*** RECORDS SUPPLIED Section Begins ***
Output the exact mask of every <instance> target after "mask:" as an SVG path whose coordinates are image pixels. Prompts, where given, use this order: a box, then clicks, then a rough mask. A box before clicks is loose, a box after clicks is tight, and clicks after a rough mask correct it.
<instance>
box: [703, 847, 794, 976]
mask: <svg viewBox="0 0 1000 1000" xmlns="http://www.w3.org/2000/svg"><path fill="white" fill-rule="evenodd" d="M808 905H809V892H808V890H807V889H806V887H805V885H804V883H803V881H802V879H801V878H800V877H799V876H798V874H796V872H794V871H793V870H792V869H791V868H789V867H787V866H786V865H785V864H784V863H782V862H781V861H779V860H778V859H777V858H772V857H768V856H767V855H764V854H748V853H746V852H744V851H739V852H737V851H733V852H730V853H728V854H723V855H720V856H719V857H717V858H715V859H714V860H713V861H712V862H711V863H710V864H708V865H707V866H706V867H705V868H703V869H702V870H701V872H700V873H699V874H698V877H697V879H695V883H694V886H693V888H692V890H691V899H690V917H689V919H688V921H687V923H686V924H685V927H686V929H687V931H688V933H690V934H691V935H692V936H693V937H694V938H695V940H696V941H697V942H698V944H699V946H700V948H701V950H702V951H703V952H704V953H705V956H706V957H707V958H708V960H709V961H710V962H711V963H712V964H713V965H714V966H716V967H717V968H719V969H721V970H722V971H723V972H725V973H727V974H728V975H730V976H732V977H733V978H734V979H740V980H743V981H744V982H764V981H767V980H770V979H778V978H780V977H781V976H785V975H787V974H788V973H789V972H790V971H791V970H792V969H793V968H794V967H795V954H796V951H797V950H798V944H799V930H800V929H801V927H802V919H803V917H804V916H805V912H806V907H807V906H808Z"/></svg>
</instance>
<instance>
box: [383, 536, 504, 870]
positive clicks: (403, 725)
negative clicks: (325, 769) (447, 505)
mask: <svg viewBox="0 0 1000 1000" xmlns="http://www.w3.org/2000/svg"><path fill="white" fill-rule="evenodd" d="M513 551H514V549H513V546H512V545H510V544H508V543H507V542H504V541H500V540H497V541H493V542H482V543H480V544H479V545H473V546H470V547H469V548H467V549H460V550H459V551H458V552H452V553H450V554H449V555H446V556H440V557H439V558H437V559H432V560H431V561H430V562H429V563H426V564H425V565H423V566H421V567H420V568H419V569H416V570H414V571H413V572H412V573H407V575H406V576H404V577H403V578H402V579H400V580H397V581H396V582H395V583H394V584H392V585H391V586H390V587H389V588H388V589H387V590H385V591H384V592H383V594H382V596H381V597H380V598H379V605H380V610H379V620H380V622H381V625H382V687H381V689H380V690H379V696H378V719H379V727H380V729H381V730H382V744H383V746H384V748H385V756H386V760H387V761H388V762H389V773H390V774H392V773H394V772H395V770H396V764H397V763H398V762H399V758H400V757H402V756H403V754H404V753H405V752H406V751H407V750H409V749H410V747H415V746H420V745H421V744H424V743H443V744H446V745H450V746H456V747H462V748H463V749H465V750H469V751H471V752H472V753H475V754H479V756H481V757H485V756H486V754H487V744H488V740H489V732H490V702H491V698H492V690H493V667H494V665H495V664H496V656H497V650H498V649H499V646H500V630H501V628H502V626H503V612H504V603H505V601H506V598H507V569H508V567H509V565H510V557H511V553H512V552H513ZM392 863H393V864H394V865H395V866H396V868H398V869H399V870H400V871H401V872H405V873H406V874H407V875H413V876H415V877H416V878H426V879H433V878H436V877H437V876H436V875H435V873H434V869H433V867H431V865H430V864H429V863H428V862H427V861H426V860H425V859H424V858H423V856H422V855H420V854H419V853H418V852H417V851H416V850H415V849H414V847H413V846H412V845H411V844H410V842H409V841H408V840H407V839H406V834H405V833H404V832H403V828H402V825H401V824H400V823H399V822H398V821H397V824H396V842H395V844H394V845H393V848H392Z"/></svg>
*** RECORDS SUPPLIED Section Ends ***
_WHAT TO PRODUCE_
Output the records exactly, so that each line matches what was given.

_RESPONSE_
Output the exact mask of every <instance> target after "mask:" as an SVG path whose coordinates are image pixels. Prompts, where given, use this order: a box, then clicks, then a rough mask. A box before clicks is loose, a box after clicks is tight, and clicks after a rough mask correct it.
<instance>
box: [703, 847, 794, 976]
mask: <svg viewBox="0 0 1000 1000" xmlns="http://www.w3.org/2000/svg"><path fill="white" fill-rule="evenodd" d="M808 905H809V892H808V890H807V889H806V887H805V885H804V883H803V881H802V879H801V878H800V877H799V876H798V874H796V872H794V871H793V870H792V869H791V868H789V867H787V866H786V865H785V864H784V863H782V862H781V861H779V860H778V859H777V858H772V857H768V856H767V855H764V854H748V853H746V852H744V851H739V852H737V851H733V852H730V853H728V854H723V855H720V856H719V857H717V858H715V859H714V860H713V861H712V862H711V863H710V864H708V865H707V866H706V867H705V868H703V869H702V870H701V872H700V873H699V874H698V877H697V879H695V883H694V886H693V888H692V890H691V899H690V917H689V919H688V921H687V923H686V924H685V927H686V929H687V931H688V933H690V934H691V935H692V936H693V937H694V938H695V940H696V941H697V942H698V944H699V946H700V948H701V950H702V951H703V952H704V953H705V956H706V957H707V958H708V960H709V961H710V962H711V963H712V964H713V965H714V966H716V967H717V968H719V969H721V970H722V971H723V972H725V973H727V974H728V975H730V976H732V977H733V978H734V979H740V980H743V981H744V982H764V981H767V980H770V979H778V978H780V977H781V976H785V975H787V974H788V973H789V972H790V971H791V970H792V969H793V968H794V967H795V954H796V951H797V950H798V944H799V930H800V929H801V927H802V919H803V917H804V916H805V912H806V907H807V906H808Z"/></svg>
</instance>
<instance>
box: [383, 536, 504, 870]
positive clicks: (403, 725)
negative clicks: (325, 769) (447, 505)
mask: <svg viewBox="0 0 1000 1000" xmlns="http://www.w3.org/2000/svg"><path fill="white" fill-rule="evenodd" d="M513 551H514V549H513V546H512V545H510V544H508V543H507V542H504V541H500V540H497V541H493V542H482V543H480V544H479V545H473V546H470V547H469V548H467V549H460V550H459V551H458V552H452V553H450V554H449V555H446V556H440V557H439V558H437V559H432V560H431V561H430V562H429V563H426V564H425V565H423V566H421V567H420V568H419V569H416V570H414V571H413V572H412V573H407V575H406V576H404V577H403V578H402V579H400V580H397V581H396V582H395V583H394V584H392V585H391V586H390V587H389V588H388V589H387V590H385V591H384V592H383V594H382V596H381V597H380V598H379V605H380V610H379V620H380V622H381V625H382V687H381V689H380V690H379V696H378V719H379V727H380V729H381V730H382V744H383V746H384V748H385V756H386V760H387V761H388V762H389V773H390V774H392V773H394V772H395V770H396V764H397V763H398V762H399V758H400V757H402V756H403V754H404V753H405V752H406V751H407V750H409V749H410V747H415V746H420V745H421V744H424V743H443V744H446V745H450V746H456V747H462V748H463V749H465V750H469V751H471V752H472V753H475V754H479V756H481V757H485V756H486V754H487V744H488V740H489V732H490V702H491V698H492V690H493V667H494V665H495V664H496V656H497V650H498V649H499V646H500V630H501V628H502V626H503V612H504V603H505V601H506V598H507V569H508V567H509V565H510V557H511V553H512V552H513ZM392 863H393V864H394V865H395V866H396V868H398V869H399V870H400V871H401V872H405V873H406V874H407V875H413V876H415V877H416V878H426V879H433V878H436V877H437V876H436V875H435V873H434V869H433V867H431V865H430V864H429V863H428V862H427V861H426V860H425V859H424V858H423V856H422V855H420V854H419V853H418V852H417V851H416V850H415V849H414V847H413V846H412V845H411V844H410V842H409V841H408V840H407V839H406V834H405V833H404V832H403V828H402V825H401V824H400V823H399V822H398V821H397V824H396V842H395V844H394V845H393V848H392Z"/></svg>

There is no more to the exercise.